READING PASSAGE START

Earlier this month, 48 nations and a host of religious groups and other organizations filed briefs with the U.S. Supreme Court seeking to abolish the execution of minors in this country.
Those filing included former President Jimmy Carter, former Soviet President Mikhail Gorbachev, the American Bar Association, the American Medical Association, countries from the European Union, and Canada and Mexico.
As the Supreme Court ponders whether or not the U.S. will continue to allow those under 18 to be subjected to the death sentence, perhaps it should consider whether or not the criminal-justice system is flawless enough to support the death penalty at all.
In 1972, the Supreme Court ruled in Furman vs. Georgia that capital punishment as it was administered by the states was "cruel and unusual punishment" and therefore violated the Eighth Amendment of the U.S. Constitution. The decision was based on findings that the death sentence was disproportionately imposed on minorities and the poor; it resulted in the commutation of the death sentences — from death to life with the possibility of parole — for the more than 600 people on death row in 38 states around the country.

READING PASSAGE END
DATA LISTING START

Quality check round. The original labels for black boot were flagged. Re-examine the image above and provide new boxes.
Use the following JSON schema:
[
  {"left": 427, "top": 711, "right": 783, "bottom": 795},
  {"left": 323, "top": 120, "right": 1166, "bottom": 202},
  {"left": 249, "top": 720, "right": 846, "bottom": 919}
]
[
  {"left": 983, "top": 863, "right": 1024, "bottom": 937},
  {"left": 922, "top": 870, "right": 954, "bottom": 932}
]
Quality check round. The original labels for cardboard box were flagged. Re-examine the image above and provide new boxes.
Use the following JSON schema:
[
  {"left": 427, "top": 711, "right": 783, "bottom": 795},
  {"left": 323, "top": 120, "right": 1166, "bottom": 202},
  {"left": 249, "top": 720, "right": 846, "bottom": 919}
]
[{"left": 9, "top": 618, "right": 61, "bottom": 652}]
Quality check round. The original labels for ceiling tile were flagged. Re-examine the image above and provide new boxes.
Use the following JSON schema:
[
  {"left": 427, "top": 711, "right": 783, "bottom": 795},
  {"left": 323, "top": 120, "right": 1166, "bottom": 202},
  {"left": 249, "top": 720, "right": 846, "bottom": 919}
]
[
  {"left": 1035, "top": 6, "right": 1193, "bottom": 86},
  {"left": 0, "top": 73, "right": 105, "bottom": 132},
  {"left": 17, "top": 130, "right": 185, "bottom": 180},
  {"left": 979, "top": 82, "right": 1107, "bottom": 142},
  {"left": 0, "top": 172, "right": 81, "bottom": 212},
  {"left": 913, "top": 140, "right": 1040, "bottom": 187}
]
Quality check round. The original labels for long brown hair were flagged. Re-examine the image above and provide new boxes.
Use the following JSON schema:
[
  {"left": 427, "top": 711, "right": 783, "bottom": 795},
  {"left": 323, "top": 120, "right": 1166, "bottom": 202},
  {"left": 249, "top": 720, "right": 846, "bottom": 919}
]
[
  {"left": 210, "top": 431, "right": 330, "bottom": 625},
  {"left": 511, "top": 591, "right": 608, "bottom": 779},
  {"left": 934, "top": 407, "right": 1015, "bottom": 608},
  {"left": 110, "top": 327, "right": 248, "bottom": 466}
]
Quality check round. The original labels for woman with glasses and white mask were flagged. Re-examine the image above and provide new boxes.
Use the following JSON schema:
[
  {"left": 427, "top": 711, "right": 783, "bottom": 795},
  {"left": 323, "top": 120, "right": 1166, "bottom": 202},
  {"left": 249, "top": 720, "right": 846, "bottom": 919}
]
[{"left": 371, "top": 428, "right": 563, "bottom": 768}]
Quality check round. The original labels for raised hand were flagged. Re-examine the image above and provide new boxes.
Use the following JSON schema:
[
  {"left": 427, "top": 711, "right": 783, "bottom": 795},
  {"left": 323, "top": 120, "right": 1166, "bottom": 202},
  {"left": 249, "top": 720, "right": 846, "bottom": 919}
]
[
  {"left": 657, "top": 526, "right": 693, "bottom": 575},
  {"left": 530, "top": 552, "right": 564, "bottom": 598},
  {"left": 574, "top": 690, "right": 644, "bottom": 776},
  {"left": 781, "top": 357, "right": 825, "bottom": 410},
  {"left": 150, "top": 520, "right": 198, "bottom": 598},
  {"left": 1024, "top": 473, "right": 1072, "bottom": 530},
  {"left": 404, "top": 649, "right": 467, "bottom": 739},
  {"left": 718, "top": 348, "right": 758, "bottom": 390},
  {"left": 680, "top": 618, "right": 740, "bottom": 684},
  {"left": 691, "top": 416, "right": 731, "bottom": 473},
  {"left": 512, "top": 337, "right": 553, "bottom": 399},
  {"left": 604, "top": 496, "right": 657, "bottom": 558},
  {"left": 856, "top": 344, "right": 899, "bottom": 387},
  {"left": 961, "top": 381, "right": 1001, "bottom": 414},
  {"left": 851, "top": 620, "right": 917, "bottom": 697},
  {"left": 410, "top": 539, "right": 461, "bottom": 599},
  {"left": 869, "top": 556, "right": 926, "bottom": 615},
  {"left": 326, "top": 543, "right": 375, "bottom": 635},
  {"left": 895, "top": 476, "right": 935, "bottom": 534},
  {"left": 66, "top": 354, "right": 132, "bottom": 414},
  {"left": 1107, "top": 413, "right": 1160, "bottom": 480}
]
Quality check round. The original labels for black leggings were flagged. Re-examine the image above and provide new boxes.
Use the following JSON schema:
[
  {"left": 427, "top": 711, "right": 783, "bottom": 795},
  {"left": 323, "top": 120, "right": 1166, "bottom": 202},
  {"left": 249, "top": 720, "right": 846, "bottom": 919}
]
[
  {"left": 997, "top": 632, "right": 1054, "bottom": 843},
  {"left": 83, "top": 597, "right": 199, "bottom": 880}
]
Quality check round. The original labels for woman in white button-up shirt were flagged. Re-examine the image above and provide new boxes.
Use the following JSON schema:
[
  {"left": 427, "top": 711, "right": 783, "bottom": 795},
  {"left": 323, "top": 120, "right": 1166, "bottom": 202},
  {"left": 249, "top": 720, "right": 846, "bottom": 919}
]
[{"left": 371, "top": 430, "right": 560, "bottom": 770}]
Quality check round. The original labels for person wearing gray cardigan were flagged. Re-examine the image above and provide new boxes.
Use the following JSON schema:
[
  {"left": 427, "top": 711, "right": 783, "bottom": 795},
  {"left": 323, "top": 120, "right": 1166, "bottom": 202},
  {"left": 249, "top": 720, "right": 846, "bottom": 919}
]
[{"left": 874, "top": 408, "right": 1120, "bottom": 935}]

DATA LISTING END

Please resume the text on capital punishment, picking up right after its final sentence. This material plays no part in the work.

» SOLVED EXERCISE
Among these inmates was a man named David Keaton. He was sentenced to death in Florida in July of 1971, after he was convicted of killing a police officer during an armed robbery, based on a coerced confession. In 1974, he was exonerated. He was released from prison in 1979. Keaton has never fully recovered emotionally and psychologically from the experience. Had his sentence not been commuted under Furman, he may have been executed as an innocent man.
The Supreme Court, however, left the door open for states to reform their death-penalty statutes to make them fairer and less discriminatory, and, in 1976, the court allowed the states to resume capital punishment.
But has the system really been reformed?
Last year, Illinois Gov. George Ryan decided to grant clemency to all 167 death-row inmates in his state after holding exhaustive clemency hearings prompted by the discovery that 13 inmates on death row were in fact innocent. Ryan, a conservative Republican who had long been a staunch supporter of the death penalty, was so disturbed by the uneven way in which capital-punishment cases were being handled that he could no longer allow the practice to continue in good conscience.
As Ryan explained, "We now have 13 death-row inmates exonerated. That means that we have more people exonerated from death row than the 12 we executed out of 25. It's like flipping a coin, heads or tails. Live or die. Can you believe that?"
It would be naïve to think that Illinois is the only state in the union that was capable of putting an innocent person to death, and that the problems Ryan encountered were absolutely unique and isolated aberrations.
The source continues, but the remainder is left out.